─── Provided entries
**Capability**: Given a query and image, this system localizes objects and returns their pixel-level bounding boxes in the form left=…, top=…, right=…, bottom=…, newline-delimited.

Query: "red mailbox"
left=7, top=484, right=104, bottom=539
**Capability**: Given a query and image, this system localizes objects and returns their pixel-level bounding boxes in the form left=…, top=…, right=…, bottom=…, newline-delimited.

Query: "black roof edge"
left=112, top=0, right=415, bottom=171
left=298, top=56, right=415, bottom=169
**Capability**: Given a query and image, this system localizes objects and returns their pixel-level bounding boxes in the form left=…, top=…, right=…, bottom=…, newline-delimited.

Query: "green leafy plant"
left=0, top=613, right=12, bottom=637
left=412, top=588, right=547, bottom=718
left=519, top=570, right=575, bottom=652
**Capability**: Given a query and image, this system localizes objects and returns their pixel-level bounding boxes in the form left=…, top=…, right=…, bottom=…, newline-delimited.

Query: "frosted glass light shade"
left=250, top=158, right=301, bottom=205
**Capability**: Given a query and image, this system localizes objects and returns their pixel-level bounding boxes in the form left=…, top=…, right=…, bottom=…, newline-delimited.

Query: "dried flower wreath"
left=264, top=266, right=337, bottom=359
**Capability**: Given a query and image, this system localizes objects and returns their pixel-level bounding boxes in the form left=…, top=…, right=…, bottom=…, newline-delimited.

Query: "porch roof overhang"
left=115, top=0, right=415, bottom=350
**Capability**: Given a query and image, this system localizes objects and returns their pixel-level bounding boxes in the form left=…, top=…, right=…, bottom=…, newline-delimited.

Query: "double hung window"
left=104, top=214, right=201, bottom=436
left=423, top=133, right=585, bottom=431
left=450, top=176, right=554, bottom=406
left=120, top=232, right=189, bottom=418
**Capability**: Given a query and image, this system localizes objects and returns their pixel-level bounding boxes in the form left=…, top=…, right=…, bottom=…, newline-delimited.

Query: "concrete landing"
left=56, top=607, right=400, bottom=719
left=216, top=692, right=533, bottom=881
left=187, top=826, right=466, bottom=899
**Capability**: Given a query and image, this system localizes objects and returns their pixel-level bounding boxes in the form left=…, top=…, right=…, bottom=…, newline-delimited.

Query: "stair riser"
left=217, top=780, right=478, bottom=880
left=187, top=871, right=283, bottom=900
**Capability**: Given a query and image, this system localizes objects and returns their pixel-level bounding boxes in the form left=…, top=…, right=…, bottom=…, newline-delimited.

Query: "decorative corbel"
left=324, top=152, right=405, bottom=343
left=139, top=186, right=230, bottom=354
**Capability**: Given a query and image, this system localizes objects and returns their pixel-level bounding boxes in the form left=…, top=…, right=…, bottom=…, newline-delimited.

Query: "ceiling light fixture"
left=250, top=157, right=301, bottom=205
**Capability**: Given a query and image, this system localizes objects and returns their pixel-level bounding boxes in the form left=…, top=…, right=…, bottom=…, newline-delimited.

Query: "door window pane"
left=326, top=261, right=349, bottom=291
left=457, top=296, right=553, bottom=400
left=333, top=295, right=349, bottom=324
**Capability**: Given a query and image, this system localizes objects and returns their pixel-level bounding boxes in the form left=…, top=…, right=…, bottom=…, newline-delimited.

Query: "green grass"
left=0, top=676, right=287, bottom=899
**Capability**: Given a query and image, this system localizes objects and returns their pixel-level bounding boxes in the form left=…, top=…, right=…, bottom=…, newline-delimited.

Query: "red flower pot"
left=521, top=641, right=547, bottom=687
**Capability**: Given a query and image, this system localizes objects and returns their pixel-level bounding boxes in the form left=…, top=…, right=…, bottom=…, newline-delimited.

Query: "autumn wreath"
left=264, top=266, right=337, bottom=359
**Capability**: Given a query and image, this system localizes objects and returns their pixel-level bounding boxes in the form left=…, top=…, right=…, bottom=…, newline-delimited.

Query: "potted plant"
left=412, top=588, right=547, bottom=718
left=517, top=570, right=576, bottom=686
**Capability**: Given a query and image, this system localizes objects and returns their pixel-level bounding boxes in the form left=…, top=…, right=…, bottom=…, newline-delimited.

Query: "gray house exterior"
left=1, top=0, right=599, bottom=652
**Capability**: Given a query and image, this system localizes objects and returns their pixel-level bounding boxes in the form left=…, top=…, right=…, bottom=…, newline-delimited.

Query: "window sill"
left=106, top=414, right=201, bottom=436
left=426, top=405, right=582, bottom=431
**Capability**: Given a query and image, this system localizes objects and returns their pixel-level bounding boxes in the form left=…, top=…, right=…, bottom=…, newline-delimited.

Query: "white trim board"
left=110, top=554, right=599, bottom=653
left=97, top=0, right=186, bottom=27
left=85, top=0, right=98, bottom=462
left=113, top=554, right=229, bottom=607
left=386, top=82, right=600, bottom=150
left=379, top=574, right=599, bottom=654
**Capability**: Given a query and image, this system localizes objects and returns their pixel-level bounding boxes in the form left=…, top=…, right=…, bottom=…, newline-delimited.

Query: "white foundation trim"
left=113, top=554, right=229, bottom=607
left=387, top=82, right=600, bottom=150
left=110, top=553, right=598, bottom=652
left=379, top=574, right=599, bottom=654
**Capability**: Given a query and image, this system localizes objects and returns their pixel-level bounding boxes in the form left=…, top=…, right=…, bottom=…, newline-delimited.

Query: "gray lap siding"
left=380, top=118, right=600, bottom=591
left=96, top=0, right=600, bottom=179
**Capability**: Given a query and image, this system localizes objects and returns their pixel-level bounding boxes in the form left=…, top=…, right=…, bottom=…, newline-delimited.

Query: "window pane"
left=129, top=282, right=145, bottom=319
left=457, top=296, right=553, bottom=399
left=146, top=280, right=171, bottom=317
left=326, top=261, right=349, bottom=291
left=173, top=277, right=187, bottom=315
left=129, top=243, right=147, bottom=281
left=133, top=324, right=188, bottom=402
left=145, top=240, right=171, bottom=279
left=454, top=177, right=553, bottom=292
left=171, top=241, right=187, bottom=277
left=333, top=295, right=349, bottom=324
──────
What to do: Copy out all of the data exactly, leaving nothing out.

Output below:
**Capability**: Given a query and image, this system localizes objects and returns their pixel-level bounding boxes in the form left=…, top=…, right=…, bottom=…, newline-delimited.

Query: "red mailbox"
left=7, top=484, right=104, bottom=539
**Capability**: Given a query and image, this system localizes objects and returns their pixel-level bounding boxes in the form left=…, top=…, right=…, bottom=…, newline-delimited.

Query: "black roof edge"
left=112, top=0, right=415, bottom=171
left=298, top=56, right=415, bottom=169
**Capability**: Given a query and image, this system localizes objects and returns their pixel-level bounding boxes in the form left=…, top=…, right=…, bottom=…, newline-delimited.

Query: "green leafy plant"
left=0, top=613, right=12, bottom=637
left=412, top=588, right=547, bottom=718
left=519, top=570, right=575, bottom=652
**Capability**: Given a query and image, this system localizes objects and returns their pixel-level bounding boxes in the form left=…, top=…, right=…, bottom=…, newline-delimited.

Query: "frosted glass light shade"
left=250, top=158, right=301, bottom=205
**Capability**: Given a query and image, this system localizes objects and returns their pixel-level bounding boxes in the form left=…, top=…, right=…, bottom=…, newline-delimited.

Query: "dried flower wreath"
left=264, top=266, right=337, bottom=359
**Capability**: Given a query and image, this system localizes objects and returns their pixel-level bounding boxes in the form left=…, top=…, right=…, bottom=…, newline-delimited.

Query: "porch roof overhang"
left=115, top=0, right=415, bottom=350
**Capability**: Given a query and image, this system localizes objects and returns their pixel-level bounding boxes in the form left=…, top=…, right=…, bottom=…, newline-delimited.

Query: "double hung window"
left=104, top=214, right=201, bottom=436
left=423, top=133, right=585, bottom=431
left=450, top=176, right=554, bottom=406
left=120, top=232, right=189, bottom=418
**Capability**: Given a query and image, this system localizes objects and returns their pixel-level bounding boxes in the form left=…, top=…, right=…, bottom=…, newline-delimited.

Query: "concrete landing"
left=56, top=607, right=400, bottom=719
left=216, top=692, right=533, bottom=881
left=187, top=826, right=466, bottom=899
**Capability**: Given a query and image, this system localizes objects and returns their pixel-level bounding boxes in the form left=…, top=…, right=…, bottom=…, newline-delimited.

Query: "stair riser"
left=217, top=780, right=478, bottom=880
left=187, top=871, right=283, bottom=900
**Capability**: Given a query and image, this system localizes objects and returns their pixel-level bounding boxes in the form left=…, top=…, right=…, bottom=…, newline-delimited.

Query: "decorative corbel"
left=324, top=152, right=405, bottom=343
left=139, top=186, right=230, bottom=354
**Capability**: Given a query and image, this system localizes objects and returns their pixel-level bounding boxes in the form left=…, top=…, right=…, bottom=…, newline-delimited.

Query: "ceiling light fixture"
left=250, top=157, right=301, bottom=205
**Capability**: Given a query and image, this system localizes objects and returns their pixel-level bounding boxes in the form left=…, top=…, right=…, bottom=…, newline-delimited.

Query: "door window pane"
left=326, top=261, right=349, bottom=291
left=457, top=296, right=553, bottom=400
left=333, top=295, right=349, bottom=324
**Capability**: Given a query and image, this system localizes objects and returns their pixel-level bounding boxes in the form left=…, top=…, right=…, bottom=…, newline-delimited.

Query: "green grass"
left=0, top=676, right=287, bottom=899
**Capability**: Given a query and image, this system localizes objects and returns their pixel-level bounding boxes in the form left=…, top=…, right=…, bottom=…, newline-delimited.

Query: "red flower pot"
left=521, top=641, right=547, bottom=687
**Capability**: Given a query and image, this system localizes objects and returns their pixel-level bounding boxes in the form left=…, top=…, right=…, bottom=…, newline-delimited.

Query: "autumn wreath"
left=264, top=266, right=337, bottom=359
**Capability**: Given a query and image, this system localizes objects and returns their pixel-level bounding boxes in the form left=…, top=…, right=…, bottom=…, newline-delimited.

Query: "potted plant"
left=412, top=588, right=547, bottom=718
left=517, top=570, right=576, bottom=686
**Capability**: Given a query and image, this system localizes objects and returns their pixel-level bounding boxes in the form left=…, top=…, right=…, bottom=…, newline-delimited.

Query: "gray house exterior"
left=1, top=0, right=599, bottom=652
**Capability**: Given a query and image, this system localizes objects and returns their pixel-level bounding boxes in the form left=…, top=…, right=…, bottom=…, newline-delimited.

Query: "window sill"
left=106, top=414, right=201, bottom=436
left=426, top=405, right=582, bottom=431
**Capability**: Given a query and image, this system localizes objects and returns their pixel-level bounding boxes in the form left=…, top=…, right=…, bottom=…, newline-delimited.

Query: "white trim board"
left=110, top=554, right=599, bottom=653
left=97, top=0, right=186, bottom=27
left=85, top=0, right=98, bottom=462
left=113, top=554, right=229, bottom=607
left=386, top=82, right=600, bottom=150
left=379, top=574, right=599, bottom=654
**Capability**: Given a query and image, this system localizes objects and returns their pixel-level bounding boxes in the form left=…, top=…, right=…, bottom=…, newline-delimited.

Query: "white foundation trim"
left=113, top=554, right=229, bottom=607
left=387, top=82, right=600, bottom=150
left=110, top=553, right=598, bottom=652
left=379, top=574, right=599, bottom=654
**Capability**: Given a query and image, this system localizes objects and returns their pixel-level bounding boxes in the form left=…, top=…, right=…, bottom=…, newline-delimited.

Query: "gray lap siding"
left=380, top=118, right=600, bottom=591
left=96, top=0, right=600, bottom=179
**Capability**: Given a query and image, this system localizes objects and returns their pixel-level bounding boxes in the form left=…, top=…, right=…, bottom=…, newline-delimited.

Query: "window pane"
left=129, top=282, right=145, bottom=319
left=457, top=296, right=553, bottom=399
left=146, top=280, right=171, bottom=317
left=326, top=261, right=349, bottom=291
left=173, top=277, right=187, bottom=315
left=129, top=243, right=147, bottom=281
left=133, top=324, right=188, bottom=402
left=145, top=240, right=171, bottom=279
left=454, top=177, right=553, bottom=292
left=171, top=241, right=187, bottom=277
left=333, top=295, right=349, bottom=324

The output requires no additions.